* **Texte proposé**:
■ ■ ■ ■ ■
Quand le déchet devient dessert : la recette gagnante des Kojiteurs

12 étudiants, un coproduit et un défi de taille : celui de l’alimentation durable. Voilà le point de départ de l’aventure des Kojiteurs, projet ambitieux mené par 12 étudiants ingénieurs de SupBiotech.
Leur idée ? Transformer le tourteau, coproduit végétal sous-exploité, en un ingrédient fermenté, comestible, capable de remplacer le sacro-saint cacao.
18 mois plus tard, le Prix du projet entrepreneurial du concours Cap Protéines et une double distinction — médaille d’argent et Prix Sciences et Technologies — au prestigieux concours Ecotrophelia en poche, Simon, responsable entrepreneurial, revient sur cette épopée, de sa genèse à son futur, en passant par l’impact de SupBiotech.

L’équipe des Kojiteurs : Olivier Collet, Juliette Faure, Séraphia Garcia, Emile Gresset, Simon Houdouin, Cléo Lauret, Adrien Mallié, Louis de Montgolfier, Louise Mourot, Maya Costes, Tristan Ragot et Sophie Sar
Du projet étudiant à la future licorne
C’est une histoire qui commence dans une salle du campus de Villejuif, Urielle M’be et Romain El Andaloussi, respectivement responsable du laboratoire des biotechnologies culinaires et de la mineure agroalimentaire réunissent la trentaine d’étudiants de la spécialisation avec une idée en tête : constituer une équipe pour porter les couleurs de SupBiotech au concours Ecotrophelia. Complémentarité des profils, motivation, expériences passées… 12 élèves ingénieurs sont retenus. Les Kojiteurs sont nés.
■ ■ ■ ■ ■
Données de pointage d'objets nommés
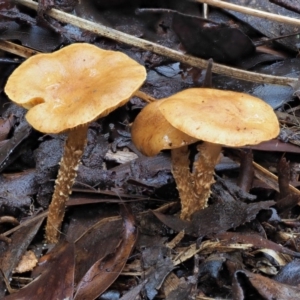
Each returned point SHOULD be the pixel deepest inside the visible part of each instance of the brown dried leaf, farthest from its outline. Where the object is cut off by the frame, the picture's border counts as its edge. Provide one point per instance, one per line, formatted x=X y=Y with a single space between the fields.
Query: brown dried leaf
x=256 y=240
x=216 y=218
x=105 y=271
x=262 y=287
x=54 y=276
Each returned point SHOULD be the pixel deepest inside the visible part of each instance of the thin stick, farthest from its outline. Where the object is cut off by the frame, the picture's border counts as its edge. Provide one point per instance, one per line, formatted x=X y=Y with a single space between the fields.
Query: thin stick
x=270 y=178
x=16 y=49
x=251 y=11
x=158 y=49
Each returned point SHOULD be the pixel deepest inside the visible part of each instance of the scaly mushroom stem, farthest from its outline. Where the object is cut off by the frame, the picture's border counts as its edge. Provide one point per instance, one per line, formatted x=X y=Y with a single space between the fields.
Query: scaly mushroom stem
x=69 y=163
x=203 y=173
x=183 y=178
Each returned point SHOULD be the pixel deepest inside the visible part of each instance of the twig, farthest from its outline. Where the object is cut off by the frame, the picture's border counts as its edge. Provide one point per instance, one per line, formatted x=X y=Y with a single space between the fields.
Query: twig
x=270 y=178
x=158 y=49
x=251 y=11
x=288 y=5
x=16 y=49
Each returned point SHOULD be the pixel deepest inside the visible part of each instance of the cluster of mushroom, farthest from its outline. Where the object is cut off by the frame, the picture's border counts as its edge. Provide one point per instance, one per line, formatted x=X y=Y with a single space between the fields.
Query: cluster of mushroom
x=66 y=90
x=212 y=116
■ ■ ■ ■ ■
* **Énoncé**: Recopiez le passage du texte sur les Kojiteurs qui va de « 12 étudiants, un » à « ingénieurs de SupBiotech. ».

* **Corrigé**:
12 étudiants, un coproduit et un défi de taille : celui de l’alimentation durable. Voilà le point de départ de l’aventure des Kojiteurs, projet ambitieux mené par 12 étudiants ingénieurs de SupBiotech.